Selected extract
****
In Which Only Certain People Get To Define “God’s (Sexual) Morality”
See, the way he talked about consent being a problem is as I just mentioned—not that consent itself was the actual problem, mind you, but the idea of “two consenting adults” being a moral standard that was in competition with “God’s morality.”
The idea being expressed here is that God’s morality needed to “win” against the “two consenting adults” morality—and, well, that’s how Christian nationalism and dominionism argue. And why we’re facing so many unhealthy political views policing non-Christians’ morality.
Consent as Collateral Damage to the Culture Wars’ Views
So consent itself isn’t really demonized on its own, in this nuanced form of the view. It’s more of collateral damage to the culture wars view itself that “God’s (conservative) sexual morality” has to win at all costs.
And that means that this seemingly opposing idea of “two consenting adults” must be defeated.
All in defense of the “(conservative) church’s” seeming (sexual) purity.
Ignore The Inside of Those Whitewashed Tombs, Mind You!
The problem with this, of course, as noted above, is that if the conservative church is so busy tilting at culture war windmills about consent that a door is left open for an awful lot of unhealthy stuff to happen in their organizations.
At the same time, the door is left open for them to kick out a lot of people enacting or affirming healthy sexual relationships that just don’t happen to fit their version of conservative sexual morality.
****
Data shown
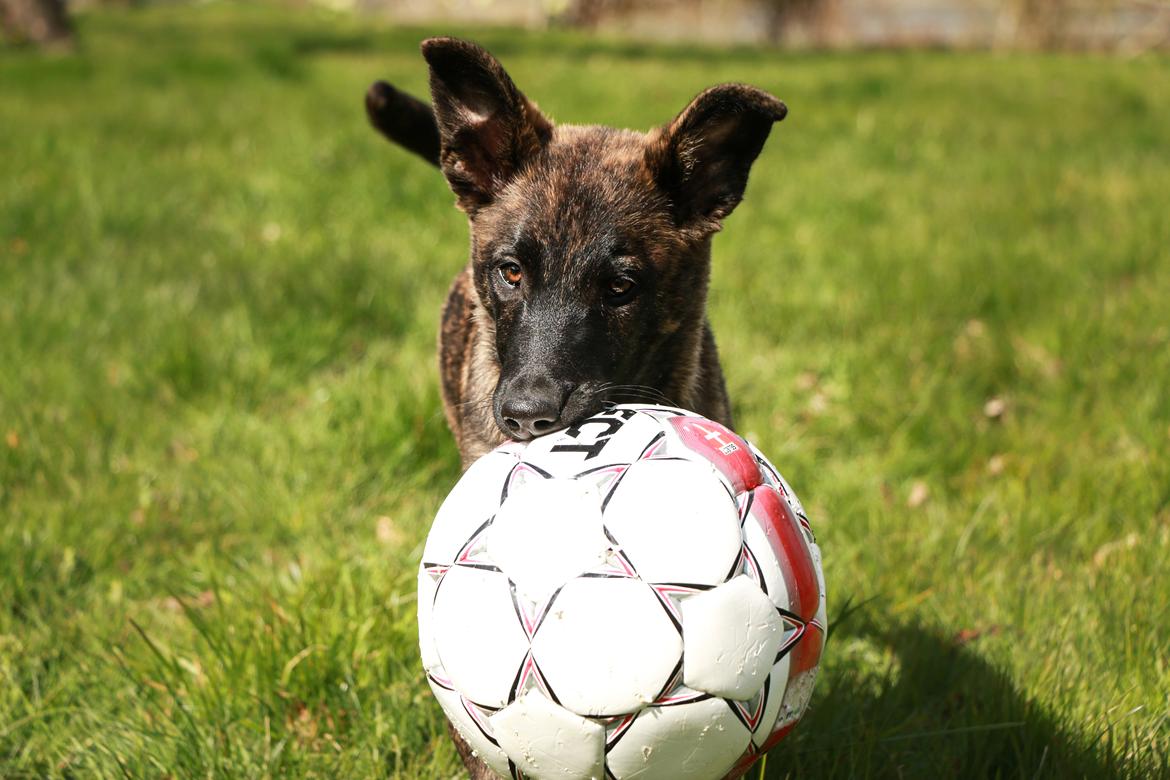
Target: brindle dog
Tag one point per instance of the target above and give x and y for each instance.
(591, 249)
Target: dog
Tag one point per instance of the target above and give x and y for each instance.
(591, 250)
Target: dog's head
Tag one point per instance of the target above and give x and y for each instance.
(590, 246)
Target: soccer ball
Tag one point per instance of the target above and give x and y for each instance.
(638, 595)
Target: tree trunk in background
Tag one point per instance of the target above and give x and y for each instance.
(43, 22)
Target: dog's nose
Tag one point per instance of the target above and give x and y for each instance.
(532, 411)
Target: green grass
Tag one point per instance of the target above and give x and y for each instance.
(221, 441)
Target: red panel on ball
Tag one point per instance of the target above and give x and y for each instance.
(783, 531)
(727, 451)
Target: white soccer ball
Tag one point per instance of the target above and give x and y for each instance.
(639, 595)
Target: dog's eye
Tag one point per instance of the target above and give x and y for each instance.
(511, 274)
(619, 289)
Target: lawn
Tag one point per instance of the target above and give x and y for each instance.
(944, 310)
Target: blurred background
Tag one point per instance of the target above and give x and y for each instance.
(943, 310)
(1099, 25)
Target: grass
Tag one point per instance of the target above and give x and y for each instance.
(944, 310)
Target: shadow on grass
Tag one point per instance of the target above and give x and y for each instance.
(909, 702)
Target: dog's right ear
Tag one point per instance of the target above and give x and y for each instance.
(487, 128)
(404, 119)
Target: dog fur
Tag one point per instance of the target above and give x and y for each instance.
(608, 233)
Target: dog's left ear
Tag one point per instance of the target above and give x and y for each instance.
(487, 128)
(702, 158)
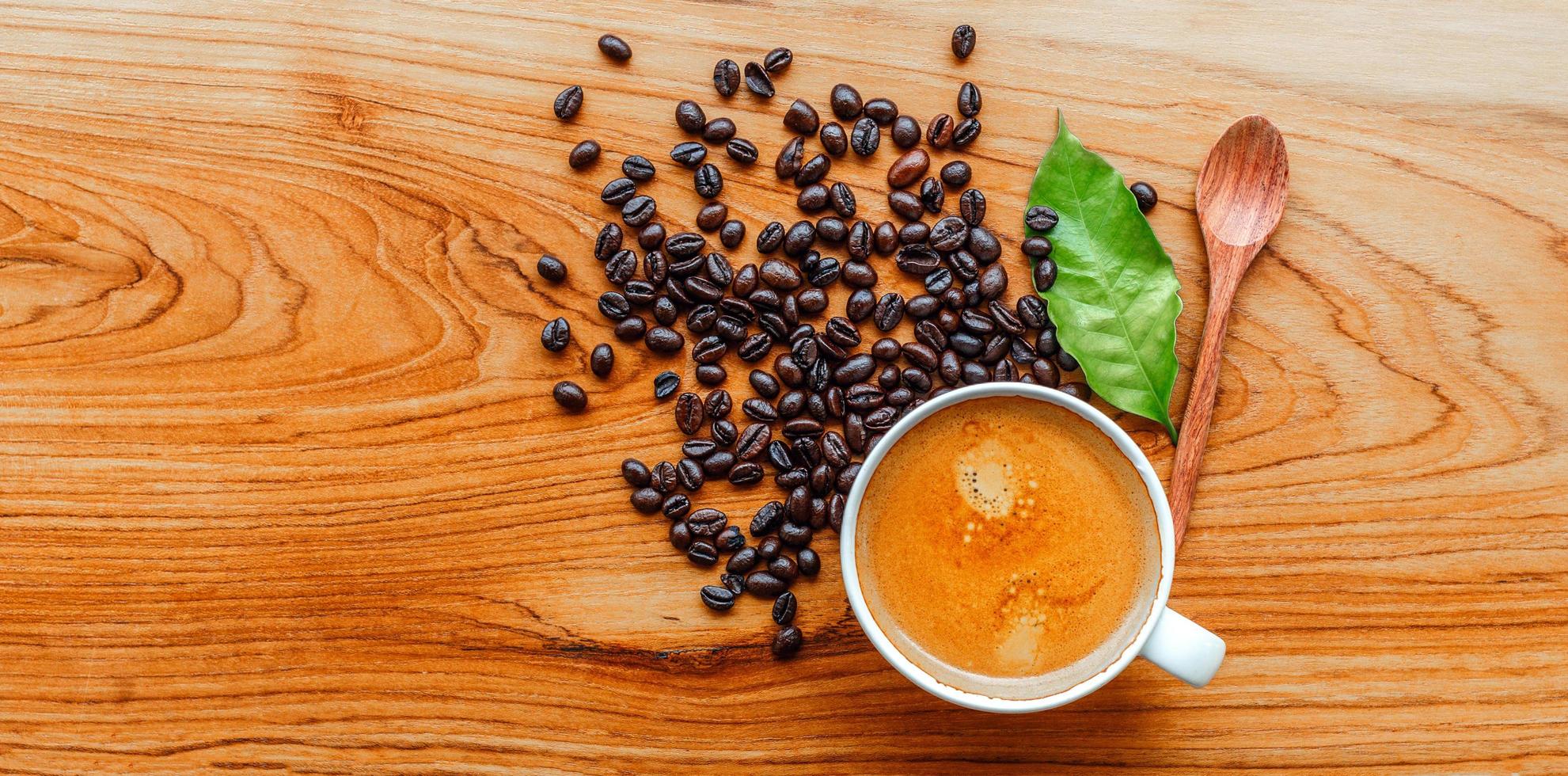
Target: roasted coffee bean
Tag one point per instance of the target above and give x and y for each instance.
(802, 118)
(963, 41)
(955, 173)
(913, 233)
(568, 102)
(968, 99)
(813, 198)
(570, 395)
(727, 78)
(759, 409)
(690, 116)
(719, 131)
(882, 110)
(689, 154)
(617, 193)
(1147, 200)
(971, 206)
(778, 60)
(905, 132)
(551, 268)
(651, 237)
(860, 306)
(636, 472)
(860, 275)
(786, 641)
(784, 568)
(676, 507)
(639, 211)
(814, 169)
(757, 80)
(905, 206)
(888, 312)
(908, 168)
(864, 137)
(717, 598)
(723, 433)
(932, 195)
(797, 535)
(1040, 219)
(556, 334)
(966, 132)
(647, 500)
(621, 268)
(708, 181)
(885, 238)
(764, 584)
(703, 552)
(791, 158)
(984, 245)
(582, 154)
(917, 259)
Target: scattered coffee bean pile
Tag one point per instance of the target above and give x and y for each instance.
(824, 395)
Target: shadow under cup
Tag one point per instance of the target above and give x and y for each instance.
(925, 620)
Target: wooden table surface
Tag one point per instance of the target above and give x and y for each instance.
(283, 488)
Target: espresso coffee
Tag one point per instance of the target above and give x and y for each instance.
(1007, 547)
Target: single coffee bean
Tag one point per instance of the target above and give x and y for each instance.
(602, 359)
(618, 192)
(963, 41)
(966, 132)
(727, 78)
(742, 151)
(890, 310)
(689, 154)
(908, 168)
(833, 139)
(717, 598)
(791, 158)
(802, 118)
(639, 211)
(971, 206)
(690, 116)
(955, 173)
(968, 99)
(708, 181)
(778, 60)
(814, 169)
(1040, 219)
(864, 137)
(583, 154)
(613, 48)
(551, 268)
(1147, 200)
(719, 131)
(647, 500)
(703, 552)
(570, 395)
(882, 110)
(885, 238)
(905, 206)
(905, 132)
(568, 102)
(757, 80)
(556, 334)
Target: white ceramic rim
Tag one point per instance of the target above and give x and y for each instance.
(852, 580)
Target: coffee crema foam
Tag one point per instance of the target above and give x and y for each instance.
(1007, 547)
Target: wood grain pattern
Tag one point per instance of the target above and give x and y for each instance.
(283, 488)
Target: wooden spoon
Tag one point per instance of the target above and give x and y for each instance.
(1240, 198)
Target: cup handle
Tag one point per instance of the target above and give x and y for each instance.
(1184, 648)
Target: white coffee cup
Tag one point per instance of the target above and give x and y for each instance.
(1165, 638)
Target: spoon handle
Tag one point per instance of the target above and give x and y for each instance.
(1200, 398)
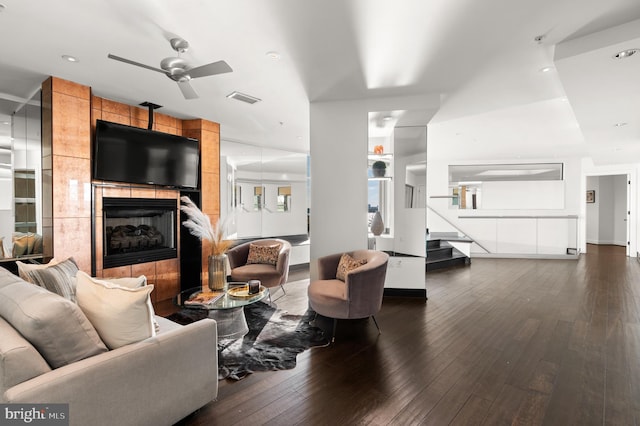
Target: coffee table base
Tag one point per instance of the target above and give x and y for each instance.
(232, 323)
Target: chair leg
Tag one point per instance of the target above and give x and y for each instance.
(333, 334)
(376, 323)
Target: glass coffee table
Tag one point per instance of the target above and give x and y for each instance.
(228, 310)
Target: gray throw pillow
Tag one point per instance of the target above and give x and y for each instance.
(59, 278)
(55, 326)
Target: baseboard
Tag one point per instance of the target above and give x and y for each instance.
(406, 292)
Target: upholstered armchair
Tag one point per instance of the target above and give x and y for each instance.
(358, 296)
(270, 273)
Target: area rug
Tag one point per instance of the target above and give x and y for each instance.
(274, 340)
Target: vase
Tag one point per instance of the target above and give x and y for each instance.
(377, 225)
(378, 171)
(218, 272)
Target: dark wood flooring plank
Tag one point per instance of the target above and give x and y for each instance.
(504, 341)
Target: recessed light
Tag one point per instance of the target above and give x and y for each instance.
(243, 97)
(625, 53)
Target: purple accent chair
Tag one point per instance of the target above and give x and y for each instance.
(359, 296)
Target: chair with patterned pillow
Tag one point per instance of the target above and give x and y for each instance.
(266, 260)
(349, 285)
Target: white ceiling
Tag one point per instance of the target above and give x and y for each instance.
(479, 56)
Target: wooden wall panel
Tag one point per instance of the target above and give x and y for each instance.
(69, 116)
(69, 125)
(208, 133)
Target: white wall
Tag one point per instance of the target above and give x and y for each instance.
(339, 137)
(507, 235)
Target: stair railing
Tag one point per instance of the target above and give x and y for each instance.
(457, 228)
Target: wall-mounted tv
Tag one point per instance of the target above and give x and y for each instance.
(132, 155)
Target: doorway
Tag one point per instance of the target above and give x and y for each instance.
(607, 210)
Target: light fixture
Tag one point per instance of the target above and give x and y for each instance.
(243, 97)
(625, 53)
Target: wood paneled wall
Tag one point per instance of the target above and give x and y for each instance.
(208, 133)
(69, 117)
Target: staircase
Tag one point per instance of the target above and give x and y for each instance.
(441, 254)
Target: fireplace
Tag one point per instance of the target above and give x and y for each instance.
(138, 230)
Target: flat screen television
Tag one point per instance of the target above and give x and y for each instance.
(132, 155)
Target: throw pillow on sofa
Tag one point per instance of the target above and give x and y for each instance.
(24, 267)
(59, 278)
(55, 326)
(135, 282)
(120, 315)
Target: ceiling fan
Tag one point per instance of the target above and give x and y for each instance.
(179, 70)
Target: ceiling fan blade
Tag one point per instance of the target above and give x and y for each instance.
(138, 64)
(187, 90)
(213, 68)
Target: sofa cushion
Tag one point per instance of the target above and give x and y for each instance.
(55, 326)
(59, 278)
(121, 315)
(135, 282)
(19, 360)
(348, 264)
(267, 255)
(24, 267)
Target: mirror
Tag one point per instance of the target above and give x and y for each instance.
(277, 184)
(21, 183)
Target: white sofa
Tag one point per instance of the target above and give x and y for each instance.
(157, 381)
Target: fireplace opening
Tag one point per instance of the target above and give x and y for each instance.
(138, 230)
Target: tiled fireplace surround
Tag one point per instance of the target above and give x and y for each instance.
(69, 114)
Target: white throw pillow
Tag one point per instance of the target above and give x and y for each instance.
(120, 315)
(135, 282)
(24, 267)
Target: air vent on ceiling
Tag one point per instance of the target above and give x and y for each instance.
(242, 97)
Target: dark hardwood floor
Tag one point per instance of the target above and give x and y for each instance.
(504, 341)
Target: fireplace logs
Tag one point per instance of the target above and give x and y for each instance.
(129, 238)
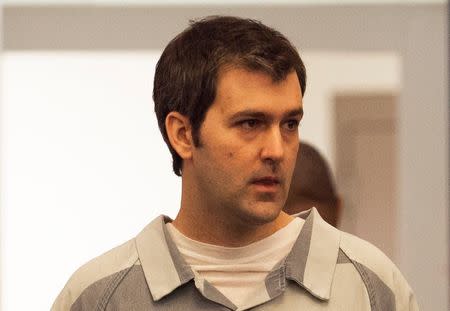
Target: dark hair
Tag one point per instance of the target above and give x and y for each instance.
(187, 72)
(312, 177)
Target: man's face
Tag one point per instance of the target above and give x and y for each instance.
(248, 146)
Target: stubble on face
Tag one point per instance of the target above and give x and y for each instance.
(227, 163)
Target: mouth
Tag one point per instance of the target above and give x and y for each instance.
(266, 183)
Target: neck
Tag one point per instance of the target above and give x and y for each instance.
(209, 224)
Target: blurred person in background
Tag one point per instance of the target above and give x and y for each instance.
(228, 96)
(313, 185)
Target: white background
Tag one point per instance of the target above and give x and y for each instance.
(83, 164)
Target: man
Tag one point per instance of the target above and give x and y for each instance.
(228, 97)
(312, 185)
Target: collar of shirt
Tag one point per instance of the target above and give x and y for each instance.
(310, 264)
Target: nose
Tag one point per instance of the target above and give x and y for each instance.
(273, 146)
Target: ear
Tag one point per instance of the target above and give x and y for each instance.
(339, 208)
(179, 132)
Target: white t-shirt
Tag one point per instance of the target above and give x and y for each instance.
(237, 272)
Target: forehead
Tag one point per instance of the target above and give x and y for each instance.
(239, 89)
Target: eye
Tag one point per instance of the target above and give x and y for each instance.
(292, 125)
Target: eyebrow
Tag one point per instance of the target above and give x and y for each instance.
(261, 115)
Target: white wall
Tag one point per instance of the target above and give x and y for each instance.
(84, 167)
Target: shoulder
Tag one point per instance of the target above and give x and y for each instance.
(97, 274)
(380, 275)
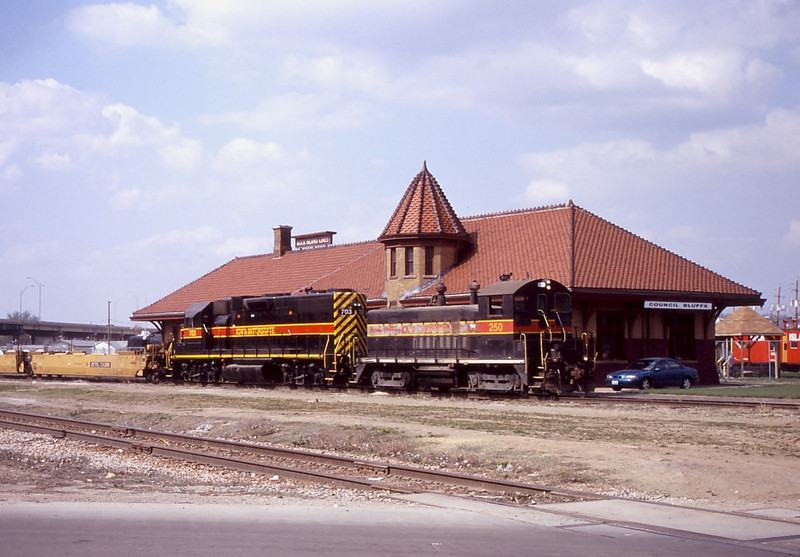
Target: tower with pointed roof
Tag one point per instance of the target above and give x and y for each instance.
(423, 239)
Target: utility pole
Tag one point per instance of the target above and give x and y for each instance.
(39, 284)
(778, 307)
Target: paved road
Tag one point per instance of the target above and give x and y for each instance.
(319, 528)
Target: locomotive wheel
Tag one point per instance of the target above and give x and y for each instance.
(374, 379)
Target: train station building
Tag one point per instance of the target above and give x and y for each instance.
(636, 297)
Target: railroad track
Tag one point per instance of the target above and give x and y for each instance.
(348, 472)
(687, 400)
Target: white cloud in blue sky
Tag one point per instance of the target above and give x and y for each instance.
(143, 144)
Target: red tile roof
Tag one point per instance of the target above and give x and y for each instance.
(423, 210)
(564, 243)
(345, 266)
(581, 250)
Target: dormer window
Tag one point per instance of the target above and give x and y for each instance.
(429, 251)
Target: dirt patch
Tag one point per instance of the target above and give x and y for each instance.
(714, 457)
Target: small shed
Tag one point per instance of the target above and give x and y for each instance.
(744, 331)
****
List of tasks
(a) From the passage on consent and conservative sexual morality, write out the part starting with "Consent as Collateral" and going on through "seeming (sexual) purity.".
(b) Edit the rows starting with the line with "Target: white coffee cup" and going on through the line with "(1200, 398)", replacing "spoon handle" with "spoon bowl" and leaving all else unchanged. Return only those lines.

Answers for the tasks
(a)
Consent as Collateral Damage to the Culture Wars’ Views
So consent itself isn’t really demonized on its own, in this nuanced form of the view. It’s more of collateral damage to the culture wars view itself that “God’s (conservative) sexual morality” has to win at all costs.
And that means that this seemingly opposing idea of “two consenting adults” must be defeated.
All in defense of the “(conservative) church’s” seeming (sexual) purity.

(b)
Target: white coffee cup
Tag one point per instance of the target above and give x and y for each instance.
(1165, 638)
Target: spoon bowl
Tag one point per instance of the target above and give x and y for each instance.
(1200, 398)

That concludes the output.